TASK BRIEF – Without the pictures, print each of the records below exactly as it appears.

(Natural-language object grounding data)
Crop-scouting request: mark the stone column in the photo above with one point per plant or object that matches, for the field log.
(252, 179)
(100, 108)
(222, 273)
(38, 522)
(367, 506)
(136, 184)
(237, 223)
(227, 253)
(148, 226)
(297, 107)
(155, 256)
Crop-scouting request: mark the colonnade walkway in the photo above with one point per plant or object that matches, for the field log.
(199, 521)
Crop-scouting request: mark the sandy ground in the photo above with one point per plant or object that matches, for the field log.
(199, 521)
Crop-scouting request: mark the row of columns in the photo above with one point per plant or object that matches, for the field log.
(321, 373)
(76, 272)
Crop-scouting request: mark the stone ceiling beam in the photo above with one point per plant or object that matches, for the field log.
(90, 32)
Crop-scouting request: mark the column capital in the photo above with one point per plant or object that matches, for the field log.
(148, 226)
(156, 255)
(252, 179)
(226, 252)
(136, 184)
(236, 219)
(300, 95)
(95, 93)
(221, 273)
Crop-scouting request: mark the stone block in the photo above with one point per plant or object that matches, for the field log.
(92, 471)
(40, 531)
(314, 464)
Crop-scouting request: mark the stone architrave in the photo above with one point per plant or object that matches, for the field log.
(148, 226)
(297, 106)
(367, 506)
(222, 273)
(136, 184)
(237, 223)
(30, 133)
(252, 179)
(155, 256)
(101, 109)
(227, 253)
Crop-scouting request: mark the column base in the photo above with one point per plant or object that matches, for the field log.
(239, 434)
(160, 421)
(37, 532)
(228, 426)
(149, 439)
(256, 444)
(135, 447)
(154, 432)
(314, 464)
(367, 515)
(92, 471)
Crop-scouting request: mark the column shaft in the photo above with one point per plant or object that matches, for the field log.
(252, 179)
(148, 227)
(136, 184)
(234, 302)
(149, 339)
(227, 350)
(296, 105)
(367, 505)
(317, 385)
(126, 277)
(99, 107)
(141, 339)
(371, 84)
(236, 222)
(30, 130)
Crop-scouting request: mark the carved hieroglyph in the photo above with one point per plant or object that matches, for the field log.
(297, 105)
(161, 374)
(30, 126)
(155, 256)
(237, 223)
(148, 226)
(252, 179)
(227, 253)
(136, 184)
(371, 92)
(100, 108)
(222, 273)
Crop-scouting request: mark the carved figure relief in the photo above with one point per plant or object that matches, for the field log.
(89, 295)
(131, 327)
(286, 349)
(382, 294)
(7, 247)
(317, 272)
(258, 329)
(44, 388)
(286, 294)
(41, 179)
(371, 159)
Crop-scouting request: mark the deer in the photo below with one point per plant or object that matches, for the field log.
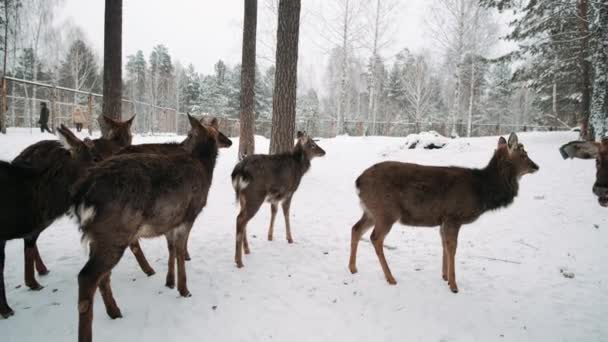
(52, 167)
(33, 197)
(428, 196)
(592, 150)
(134, 196)
(272, 178)
(166, 148)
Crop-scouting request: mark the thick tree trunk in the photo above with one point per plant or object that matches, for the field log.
(112, 63)
(585, 65)
(286, 76)
(247, 126)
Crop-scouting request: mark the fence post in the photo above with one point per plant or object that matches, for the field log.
(90, 113)
(3, 108)
(53, 107)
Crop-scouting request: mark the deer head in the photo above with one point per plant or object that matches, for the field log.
(589, 150)
(517, 155)
(310, 147)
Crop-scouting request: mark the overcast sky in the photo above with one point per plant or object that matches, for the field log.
(203, 31)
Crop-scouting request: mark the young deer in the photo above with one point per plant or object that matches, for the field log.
(132, 196)
(590, 150)
(429, 196)
(35, 194)
(274, 178)
(166, 149)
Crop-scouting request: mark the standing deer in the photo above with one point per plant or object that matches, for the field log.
(274, 178)
(590, 150)
(33, 197)
(53, 167)
(165, 149)
(134, 196)
(427, 196)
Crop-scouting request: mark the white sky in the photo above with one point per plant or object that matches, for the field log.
(203, 31)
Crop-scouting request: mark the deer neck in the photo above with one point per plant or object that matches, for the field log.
(497, 183)
(301, 159)
(207, 153)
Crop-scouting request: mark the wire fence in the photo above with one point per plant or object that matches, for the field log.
(23, 102)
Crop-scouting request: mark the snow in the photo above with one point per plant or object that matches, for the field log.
(426, 140)
(512, 263)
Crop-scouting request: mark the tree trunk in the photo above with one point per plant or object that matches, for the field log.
(247, 122)
(585, 65)
(286, 77)
(112, 63)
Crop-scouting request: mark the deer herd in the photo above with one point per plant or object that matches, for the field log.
(120, 193)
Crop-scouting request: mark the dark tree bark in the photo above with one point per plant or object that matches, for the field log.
(585, 65)
(112, 63)
(286, 76)
(247, 122)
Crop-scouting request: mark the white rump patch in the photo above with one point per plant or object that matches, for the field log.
(85, 213)
(64, 142)
(239, 183)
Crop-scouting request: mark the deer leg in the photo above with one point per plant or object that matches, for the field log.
(141, 258)
(187, 239)
(29, 251)
(40, 266)
(101, 260)
(444, 262)
(362, 226)
(170, 283)
(180, 243)
(451, 237)
(249, 207)
(5, 310)
(286, 204)
(108, 298)
(377, 238)
(273, 213)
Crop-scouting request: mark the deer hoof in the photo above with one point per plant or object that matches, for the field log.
(114, 313)
(6, 312)
(35, 287)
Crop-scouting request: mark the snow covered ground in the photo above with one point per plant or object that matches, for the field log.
(509, 263)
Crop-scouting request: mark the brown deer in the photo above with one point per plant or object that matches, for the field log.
(165, 149)
(53, 167)
(274, 178)
(32, 198)
(427, 196)
(590, 150)
(131, 196)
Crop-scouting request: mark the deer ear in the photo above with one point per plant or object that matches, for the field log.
(193, 121)
(502, 142)
(513, 141)
(130, 121)
(68, 139)
(214, 123)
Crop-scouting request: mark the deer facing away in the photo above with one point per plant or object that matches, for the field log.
(429, 196)
(41, 177)
(132, 196)
(274, 178)
(590, 150)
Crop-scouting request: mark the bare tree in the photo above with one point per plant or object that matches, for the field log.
(286, 77)
(247, 122)
(417, 90)
(380, 25)
(112, 63)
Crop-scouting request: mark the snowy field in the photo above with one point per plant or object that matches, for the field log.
(509, 263)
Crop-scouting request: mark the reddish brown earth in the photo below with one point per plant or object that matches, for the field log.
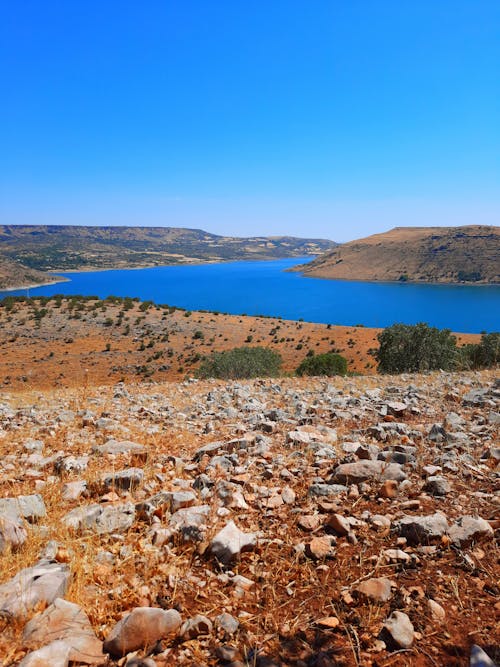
(67, 346)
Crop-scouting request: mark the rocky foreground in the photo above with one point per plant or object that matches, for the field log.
(278, 522)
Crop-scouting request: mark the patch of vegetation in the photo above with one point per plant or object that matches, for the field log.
(485, 354)
(240, 363)
(406, 348)
(329, 363)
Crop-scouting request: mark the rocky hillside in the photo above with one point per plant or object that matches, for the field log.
(14, 275)
(265, 523)
(68, 248)
(66, 341)
(418, 254)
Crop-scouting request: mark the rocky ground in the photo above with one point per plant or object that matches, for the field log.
(75, 341)
(304, 522)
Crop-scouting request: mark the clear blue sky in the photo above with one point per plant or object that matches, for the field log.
(329, 118)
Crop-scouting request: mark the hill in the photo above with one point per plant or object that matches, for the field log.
(293, 522)
(73, 248)
(68, 341)
(14, 275)
(468, 254)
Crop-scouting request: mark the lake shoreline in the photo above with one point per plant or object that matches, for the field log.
(266, 288)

ANSWER TO THIS TASK –
Crop-scouting request: mark the stone column in the photo above with one point per plant or object that matches, for the field log.
(252, 179)
(100, 108)
(222, 273)
(38, 522)
(367, 506)
(136, 184)
(237, 223)
(227, 253)
(148, 226)
(297, 107)
(155, 256)
Crop-scouting request: mark the colonnade walkway in the photo above with one point per plant or object that matches, for the field log.
(199, 521)
Crop-scouting request: mark the sandy ground in the photo above with one point per plant or object that matches, for the field log.
(199, 521)
Crop-scouting request: mark the row of columns in the photo above with one point per plant or object that matches, for the field log.
(321, 373)
(76, 272)
Crop-scouting request: mark the stone ceiling beam in the photo above with one point per plant or object that matches, for the field log.
(90, 32)
Crop-scouting request: mark the column capital in the photo above with one point per plant or object that matches, for the field log.
(148, 226)
(156, 255)
(252, 179)
(226, 252)
(136, 184)
(236, 219)
(300, 95)
(95, 93)
(221, 273)
Crop-scouting request: mark the stone block in the photo above with one point per plant or object that matches, for the field log.
(92, 471)
(40, 531)
(314, 464)
Crop-scouting request: mark the stone architrave in the photo above with one point per plant or object that matches, for the field log.
(148, 226)
(297, 106)
(367, 506)
(222, 273)
(136, 184)
(237, 223)
(30, 133)
(252, 179)
(155, 256)
(101, 109)
(227, 253)
Crop-scouting request: mark the column base in the photo above with one point per plant or object that matches, for the field log.
(239, 434)
(160, 421)
(37, 532)
(228, 426)
(149, 439)
(256, 444)
(135, 447)
(154, 432)
(314, 464)
(367, 515)
(92, 471)
Crop-scouting request: mark the column shaft in the photo above with one point per plant or object that matches, for the field log.
(252, 179)
(148, 227)
(136, 184)
(234, 302)
(149, 339)
(227, 350)
(296, 105)
(367, 505)
(317, 385)
(126, 277)
(99, 107)
(141, 339)
(371, 84)
(236, 222)
(30, 130)
Crop-scouting request: mark the carved hieroglyph in the photo above with one point per plant or object that matches, for the field log.
(297, 105)
(161, 374)
(30, 126)
(155, 256)
(237, 223)
(148, 226)
(252, 179)
(227, 253)
(136, 184)
(371, 92)
(100, 108)
(222, 273)
Crop-scouting request: mark the carved figure relief in the photo above with one point per plant or object that matches, for the field log.
(89, 295)
(131, 327)
(286, 349)
(382, 294)
(7, 247)
(317, 272)
(258, 329)
(44, 388)
(286, 294)
(41, 179)
(371, 159)
Crop-scouting request: mark the deer in the photo below with one point per plant or object that matches, for the field log.
(52, 167)
(33, 197)
(428, 196)
(592, 150)
(134, 196)
(272, 178)
(166, 148)
Crop-scouting request: mark the thick tree trunk in the photo above with one point per plant or object that matches, for the field log.
(112, 63)
(585, 65)
(286, 76)
(247, 126)
Crop-scouting request: mark the fence post in the photo above with one point per plant or object that matches, for the field log.
(90, 113)
(3, 108)
(53, 107)
Crop-scouting request: mark the deer head in the photo above with one point per plant or object that matches, for the field log.
(589, 150)
(517, 155)
(310, 147)
Crop-scouting request: mark the overcast sky in the photo above with one point per plant or object that matches, for the field log.
(203, 31)
Crop-scouting request: mark the young deer in the photo above with one point per plant or object that matches, for the field log.
(132, 196)
(590, 150)
(429, 196)
(35, 194)
(274, 178)
(166, 149)
Crop-scouting request: mark the standing deer in the photo above with one point per plant or object that matches, for the field log.
(274, 178)
(590, 150)
(33, 197)
(53, 167)
(165, 149)
(134, 196)
(427, 196)
Crop-scouting request: mark the white sky in the photo above with one point per plant or object that matches, for the field log.
(203, 31)
Crop-scouting request: mark the deer neck in the photo above with one point per plant or object that matches, for the field log.
(497, 183)
(301, 159)
(207, 153)
Crop-scouting request: mark the wire fence in the photo above with one point per plant or object that matches, for the field log.
(23, 102)
Crop-scouting request: mark the snow in the photo above with one point per plant or object that matches, for the field log.
(426, 140)
(512, 263)
Crop-scouting request: mark the tree trunk in the photo above with one point per plant or object that matches, for the field log.
(247, 122)
(585, 65)
(286, 77)
(112, 63)
Crop-scouting request: mark the deer herd in the photo above with one point per plant or object that matches, for the field log.
(120, 193)
Crop-scouting request: mark the dark tree bark in the photo above with one point per plant or object that matches, for the field log.
(585, 65)
(112, 63)
(286, 76)
(247, 122)
Crop-scouting request: mark the white rump patch in the photo above with one point per plant or object that matches, for the field log.
(85, 213)
(64, 142)
(239, 183)
Crop-scouting request: mark the deer leg in the photo above with one point per plant or object that matches, for the field log.
(141, 258)
(187, 239)
(29, 251)
(40, 266)
(101, 260)
(444, 262)
(362, 226)
(170, 283)
(180, 243)
(451, 237)
(249, 207)
(5, 310)
(286, 204)
(108, 298)
(377, 238)
(273, 213)
Crop-scouting request: mark the deer hoof in the photo above with one point per plant or object that matches, for the field log.
(114, 313)
(6, 312)
(35, 287)
Crop-scouting request: mark the snow covered ground in the photo above with one point per plant or object that matches, for the field log.
(509, 263)
Crop-scouting request: mark the brown deer in the photo above with one point per plant or object that matches, for the field log.
(165, 149)
(53, 167)
(274, 178)
(32, 198)
(427, 196)
(590, 150)
(131, 196)
Crop-scouting request: mark the deer ear in the photo above with one point per plant or object that matches, for the field log.
(193, 121)
(502, 142)
(513, 141)
(130, 121)
(68, 139)
(214, 123)
Crop-scouting request: mark the deer facing away in the photo above with one point per plant or object that matches, for the field log.
(429, 196)
(41, 177)
(132, 196)
(274, 178)
(590, 150)
Crop-scouting request: mark the bare tree in the photo above with one point per plant or object that matches, for the field log.
(286, 77)
(247, 122)
(417, 90)
(380, 25)
(112, 63)
Crop-scouting request: mark the snowy field in the photo above with one point per plant or object that matches, for the field log.
(509, 263)
Crop-scouting request: mark the reddish brown earth in the photo below with one point per plant or object that matches, for the field log.
(67, 346)
Crop-scouting request: mark the rocky foreground in the photo above with one point per plant or object that matches, for the field log.
(278, 522)
Crop-scouting request: mark the patch of vegetation in the photo above with one point per plant or object that matches, for the field log.
(485, 354)
(240, 363)
(406, 348)
(329, 363)
Crop-scouting request: mark the rocky hillside in the photo above with one point per plant or object that matches, for the field log.
(14, 275)
(265, 523)
(68, 248)
(66, 341)
(418, 254)
Crop-scouting request: mark the rocky ground in the photo above with one point per plant or object that matches, for the field log.
(75, 341)
(304, 522)
Crop-scouting request: mark the clear blue sky in the photo above with one point per plant or object that matches, for the field log.
(329, 118)
Crop-scouting request: mark the hill in the photo above with one point per plant or object that matches, for the field log.
(293, 522)
(73, 248)
(68, 341)
(14, 275)
(468, 254)
Crop-scouting request: mark the lake shoreline in the photo above with one point per plant or object that matches, for the field log.
(266, 288)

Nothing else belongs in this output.